▶ Your task: All records below must be retyped exactly.

▶ Dataset:
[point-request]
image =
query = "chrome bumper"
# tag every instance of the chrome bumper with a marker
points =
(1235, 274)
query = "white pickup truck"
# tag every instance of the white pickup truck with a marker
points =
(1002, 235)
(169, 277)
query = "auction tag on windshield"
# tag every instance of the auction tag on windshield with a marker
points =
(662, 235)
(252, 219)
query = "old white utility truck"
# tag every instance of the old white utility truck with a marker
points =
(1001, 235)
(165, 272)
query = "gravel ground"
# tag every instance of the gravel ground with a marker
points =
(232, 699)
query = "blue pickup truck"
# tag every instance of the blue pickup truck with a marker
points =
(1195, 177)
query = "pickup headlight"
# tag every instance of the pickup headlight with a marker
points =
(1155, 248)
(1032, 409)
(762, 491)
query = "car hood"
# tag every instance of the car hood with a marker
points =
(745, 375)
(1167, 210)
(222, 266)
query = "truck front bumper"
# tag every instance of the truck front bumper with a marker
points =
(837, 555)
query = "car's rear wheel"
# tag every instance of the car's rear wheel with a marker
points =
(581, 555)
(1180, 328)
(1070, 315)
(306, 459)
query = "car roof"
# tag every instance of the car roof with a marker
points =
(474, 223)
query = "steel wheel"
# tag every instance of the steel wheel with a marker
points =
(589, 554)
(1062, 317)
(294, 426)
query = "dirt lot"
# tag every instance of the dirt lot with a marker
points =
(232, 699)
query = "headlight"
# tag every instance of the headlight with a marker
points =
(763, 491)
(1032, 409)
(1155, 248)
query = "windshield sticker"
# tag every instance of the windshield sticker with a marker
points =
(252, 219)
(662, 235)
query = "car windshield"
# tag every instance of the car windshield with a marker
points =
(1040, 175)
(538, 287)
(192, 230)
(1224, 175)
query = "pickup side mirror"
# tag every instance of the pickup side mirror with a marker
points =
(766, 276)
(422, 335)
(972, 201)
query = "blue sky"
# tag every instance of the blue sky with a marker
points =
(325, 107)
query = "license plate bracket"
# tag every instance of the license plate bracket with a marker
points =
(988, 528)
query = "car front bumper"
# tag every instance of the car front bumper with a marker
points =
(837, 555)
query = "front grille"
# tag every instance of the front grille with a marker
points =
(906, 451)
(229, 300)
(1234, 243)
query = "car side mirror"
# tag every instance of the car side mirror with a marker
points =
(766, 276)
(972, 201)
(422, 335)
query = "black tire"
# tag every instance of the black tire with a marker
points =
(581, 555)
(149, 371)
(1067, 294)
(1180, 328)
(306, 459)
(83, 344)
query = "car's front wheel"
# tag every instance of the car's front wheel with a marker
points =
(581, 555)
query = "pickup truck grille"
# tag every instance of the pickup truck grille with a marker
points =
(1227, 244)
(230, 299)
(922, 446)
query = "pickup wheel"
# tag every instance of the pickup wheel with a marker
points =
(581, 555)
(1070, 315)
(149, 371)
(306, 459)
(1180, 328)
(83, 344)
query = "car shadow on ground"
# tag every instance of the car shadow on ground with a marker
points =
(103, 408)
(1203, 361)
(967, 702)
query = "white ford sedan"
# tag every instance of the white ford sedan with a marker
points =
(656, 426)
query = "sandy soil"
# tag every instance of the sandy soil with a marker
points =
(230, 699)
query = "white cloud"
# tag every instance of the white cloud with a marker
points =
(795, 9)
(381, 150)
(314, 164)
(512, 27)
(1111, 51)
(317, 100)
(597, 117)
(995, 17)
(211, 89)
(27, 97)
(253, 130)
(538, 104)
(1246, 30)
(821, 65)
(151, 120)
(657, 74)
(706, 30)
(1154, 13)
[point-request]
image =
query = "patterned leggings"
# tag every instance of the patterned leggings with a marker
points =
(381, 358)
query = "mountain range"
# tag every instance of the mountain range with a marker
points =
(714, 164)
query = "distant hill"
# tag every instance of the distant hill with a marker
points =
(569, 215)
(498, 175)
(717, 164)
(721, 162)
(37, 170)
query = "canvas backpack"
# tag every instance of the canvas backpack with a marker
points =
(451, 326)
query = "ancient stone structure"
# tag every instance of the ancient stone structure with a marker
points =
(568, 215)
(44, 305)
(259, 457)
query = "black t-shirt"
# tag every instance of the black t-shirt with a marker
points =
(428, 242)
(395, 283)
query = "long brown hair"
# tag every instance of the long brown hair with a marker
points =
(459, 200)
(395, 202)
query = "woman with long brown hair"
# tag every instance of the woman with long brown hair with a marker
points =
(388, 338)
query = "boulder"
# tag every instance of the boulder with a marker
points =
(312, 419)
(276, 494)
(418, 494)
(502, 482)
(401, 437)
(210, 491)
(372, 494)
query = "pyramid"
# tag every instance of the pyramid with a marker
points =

▶ Answer to this problem:
[point-request]
image =
query = "chrome bumper"
# tag every instance of the chrome bumper with a marker
points =
(1235, 274)
query = "white pickup truck"
# tag every instance of the white pickup truck with a marker
points =
(1002, 235)
(169, 277)
query = "auction tag on windshield"
# tag every instance of the auction tag on windshield with a marker
points =
(662, 235)
(252, 219)
query = "old white utility truck"
# tag every instance of the old white utility truck with a marker
points =
(1001, 235)
(165, 272)
query = "gravel ground"
# tag every instance of the gravel ground with a marker
points =
(232, 699)
query = "blue pickup truck"
# tag every instance of the blue pickup truck with a marker
points =
(1195, 177)
query = "pickup headlight"
# tag every instance of the pickup headlight with a marker
points =
(1155, 248)
(1032, 409)
(762, 491)
query = "car hood"
# tag every instance of the car hood with a marker
points =
(745, 375)
(1167, 210)
(222, 266)
query = "truck front bumper"
# tag every instance of the truck front bumper with a marker
points =
(837, 555)
query = "car's rear wheel"
# tag every instance of the car's rear wheel with a marker
points =
(581, 555)
(1180, 328)
(1070, 315)
(306, 459)
query = "car roof"
# tag every instance of the car roof with a marker
points =
(474, 223)
query = "steel wheel"
# tag every instance of the steel wheel with a marker
points =
(589, 554)
(1062, 317)
(294, 426)
query = "dirt lot"
# tag every instance of the dirt lot with a marker
points =
(232, 699)
query = "headlight"
# tag every instance of the headlight with a marker
points =
(763, 491)
(1032, 409)
(1155, 248)
query = "windshield sticker"
# tag every instance of the windshield sticker with a marker
points =
(252, 219)
(662, 235)
query = "car windshield"
# tag every instance of the car windshield with a marker
points =
(1040, 175)
(538, 287)
(192, 230)
(1224, 175)
query = "pickup side mirror"
# tag every instance of the pickup side mirror with a marker
points =
(766, 276)
(422, 335)
(972, 201)
query = "blue sky"
# tag every instance of the blue sky with a marker
points =
(325, 107)
query = "license plate bracket"
# tag every instance of the license plate bracket with a marker
points =
(988, 528)
query = "car front bumper"
# tag every instance of the car front bumper with a marker
points =
(837, 555)
query = "front grille"
# tag every instance of the front grille with a marker
points =
(906, 451)
(229, 300)
(1234, 243)
query = "car side mirror"
# tag every instance of the car side mirror with a marker
points =
(766, 276)
(972, 201)
(422, 335)
query = "black tire"
# tag every instance of the black tire with a marker
points =
(581, 555)
(149, 371)
(1067, 294)
(1180, 328)
(306, 459)
(83, 344)
query = "car's front wheel"
# tag every instance of the car's front wheel with a marker
points =
(581, 555)
query = "pickup truck grille"
# tag every instance of the pickup truck grille with a marker
points =
(1227, 244)
(230, 299)
(922, 446)
query = "pickup wheel"
# tag every instance of the pickup wheel with a marker
points =
(581, 555)
(1070, 315)
(149, 371)
(306, 459)
(1180, 328)
(83, 344)
query = "car shadow on ground"
# tag every instance of the car shadow on ground with a marker
points =
(103, 408)
(1203, 361)
(967, 702)
query = "white ford sedan"
# tag every instance of the white ford sedan with a marker
points =
(656, 426)
query = "sandy soil"
# tag every instance of the sandy soil with a marker
points =
(230, 699)
query = "white cloud"
# tag every instance of the white cloud with a marker
points =
(795, 9)
(381, 150)
(314, 164)
(512, 27)
(1111, 51)
(317, 100)
(597, 117)
(995, 17)
(211, 89)
(27, 97)
(253, 130)
(538, 104)
(1246, 30)
(821, 65)
(151, 120)
(657, 74)
(706, 30)
(1154, 13)
[point-request]
image =
query = "patterned leggings"
# tag every instance of the patterned leggings with a marker
points =
(381, 358)
query = "mountain range"
# tag every instance of the mountain range with a marker
points =
(714, 164)
query = "distant hill"
# tag every instance of the distant hill with a marker
points =
(569, 215)
(498, 175)
(717, 164)
(721, 162)
(37, 170)
query = "canvas backpack"
# tag every instance of the canvas backpack with a marker
points =
(451, 326)
query = "ancient stone structure"
# tag every instance of the ancient stone structure with a marker
points =
(568, 215)
(44, 305)
(259, 457)
query = "black t-shirt"
# tag every instance of the black t-shirt with a marker
points =
(428, 242)
(395, 283)
query = "long brown hair"
# tag every instance of the long brown hair with a marker
points =
(459, 200)
(395, 202)
query = "woman with long brown hair"
# tag every instance of the woman with long brown hair with a marker
points =
(388, 338)
query = "boulder"
# tag every instance of the boulder with a marker
points =
(312, 419)
(276, 494)
(418, 494)
(502, 482)
(401, 437)
(210, 491)
(372, 494)
query = "pyramid"
# tag every instance of the pyramid with a marker
points =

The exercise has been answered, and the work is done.